■ Problem set ■
A: In the forum thread about CO2 not diffusing fast enough, what is the first reactor filled with?
B: List every question that ekim asks in the forum thread about CO2 not diffusing fast enough.
C: Write the next part of the forum thread about CO2 not diffusing fast enough, picking up after its final line.

# [Wet Thumb Forum]-CO2 not defusing fast enough



## qbal18 (Jul 19, 2004)

i have my diy pvc inline defusers inline wiht my ehim 2213the co2 is set at 1 bubble every 1.5 sec but it dos enot defuse fast enoguh every few days the thing is full of co2. do i need more water flow though it if so how woudl i do that woudl a power head do the job? and what size woudl i need to get. i am running a 50g tank iand i needed more circulation already the ehim just dose not circulat enough water.

tank specs are in my profile


----------



## qbal18 (Jul 19, 2004)

i have my diy pvc inline defusers inline wiht my ehim 2213the co2 is set at 1 bubble every 1.5 sec but it dos enot defuse fast enoguh every few days the thing is full of co2. do i need more water flow though it if so how woudl i do that woudl a power head do the job? and what size woudl i need to get. i am running a 50g tank iand i needed more circulation already the ehim just dose not circulat enough water.

tank specs are in my profile


----------



## ekim (Jan 31, 2004)

Can you show us a pic of your reactor?
How long is it?
What is inside it?

We need more info.

Thanks


----------



## qbal18 (Jul 19, 2004)

it is 13" long 2"pvc filled with bio balls standing upright with the co2 comeing in from the top along with the water.the one was so bad i acually biult a second one and placed it below it as well but horizontal to catch any extra co2 befor it got to my filter (alot was befor) it is 12" long and 3" pvc biobals as well they both look just like all the rest oyu see on this bord.

tank specs are in my profile


----------



## ekim (Jan 31, 2004)

I have never heard of one fill up with CO2,
I'm am not familiar with the ehim so I can't help you with the flow.
How do you know it is filling up with CO2?
Is the pvc clear?


----------



## qbal18 (Jul 19, 2004)

i can hear the water flowing all the way through it sounds like someone pouring water on the floor and i have clear tubing from intake to ractor to filter and i can see co2 bubbles going though it.. i belive the ehim pumps/filters 125-150gph

tank specs are in my profile


----------



## qbal18 (Jul 19, 2004)

■ Data shown ■

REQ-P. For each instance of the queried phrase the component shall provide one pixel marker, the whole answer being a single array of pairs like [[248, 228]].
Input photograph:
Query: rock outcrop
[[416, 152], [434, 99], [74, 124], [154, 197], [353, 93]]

■ Written responses ■
A: Bio balls.

B:
- Can you show us a pic of your reactor?
- How long is it?
- What is inside it?
- How do you know it is filling up with CO2?
- Is the pvc clear?

C:
my filter pumps 116US GPH what if i changed my reactor to a power head what size woudl i need to pump water thought 3' of pipe and a reactor? would i need a 402 or a 802 powerhead or what other one owudl you sugest?

tank specs are in my profile

[This message was edited by Qbal18 on Sat April 12 2003 at 10:22 PM.]


----------



## BobAlston (Jan 23, 2004)

I got a diffuser from Plantguild.

http://www.plantguild.com/html/power_reactors.html

Note that while I got the larger version of the two available, AquaBotanic sells the smaller one for $49.95

I have been quite happy with it. If you turn off the power head or remove the airline from the chamber, you can easily see the bubble rate.

If you are handy, I am told you can guild one with parts from an old gravel vac.

Bob

[This message was edited by BobAlston on Sat April 12 2003 at 08:36 PM.]

[This message was edited by BobAlston on Sat April 12 2003 at 08:37 PM.]


----------



## imported_Ghazanfar Ghori (Jan 31, 2003)

I'm running the same thing on my 2213 with
no problems - although I'm running at 1 bub/sec.
Towards the end of the day there is a little
gurgling sound but that goes away a couple
of hours after lights out. If you're going to
be running a higher bubble count, you may
need to get a powerhead or pump(250gph or so). 
I can easily maintain 30ppm of CO2 with 1 bubble/sec on the 2213 though.

-
Ghazanfar Ghori


----------



## JamesHoftiezer (Feb 2, 2003)

I'm running a 2x12" reactor off the output of a 2228 (~275gph) for a 100g aquarium. My bubble count is much higer as I have a controller on it.

*James Hoftiezer

Tank Journal - Aquascape ( Latest / Archive )
Tank Journal - Parts and Construction ( Latest / Archive )*


----------



## qbal18 (Jul 19, 2004)

since i also what haveiong a problem with water movement and BGA whitch i have been told may be form lack of current i got a AQ 802 that i have running my external reactor only thing is now is turning it down low enough that it dose not blast every thing out of the water on its way out of the pipes. would a large pipe size from my reactor slow the water flow into the tank or not?

tank specs are in my profile


----------



## JamesHoftiezer (Feb 2, 2003)

a larger pipe size will slow the velocity of the water, but it is the same volume of movement. 200gph will still be 200gph.

*James Hoftiezer

Tank Journal - Aquascape ( Latest / Archive )
Tank Journal - Parts and Construction ( Latest / Archive )*


----------



## TJ (Mar 20, 2003)

When you say inline with your 2213. Is it on the input side or the output ?


I guess its on the input.

mine was till as of 1 hour ago, and i was having the same problem as you, filling up with Co2 and sounds like the tanks leaking.

I have changed it over to the output, Took a while to get it started, but once done, I am happy with it at the moment, No sounds at all.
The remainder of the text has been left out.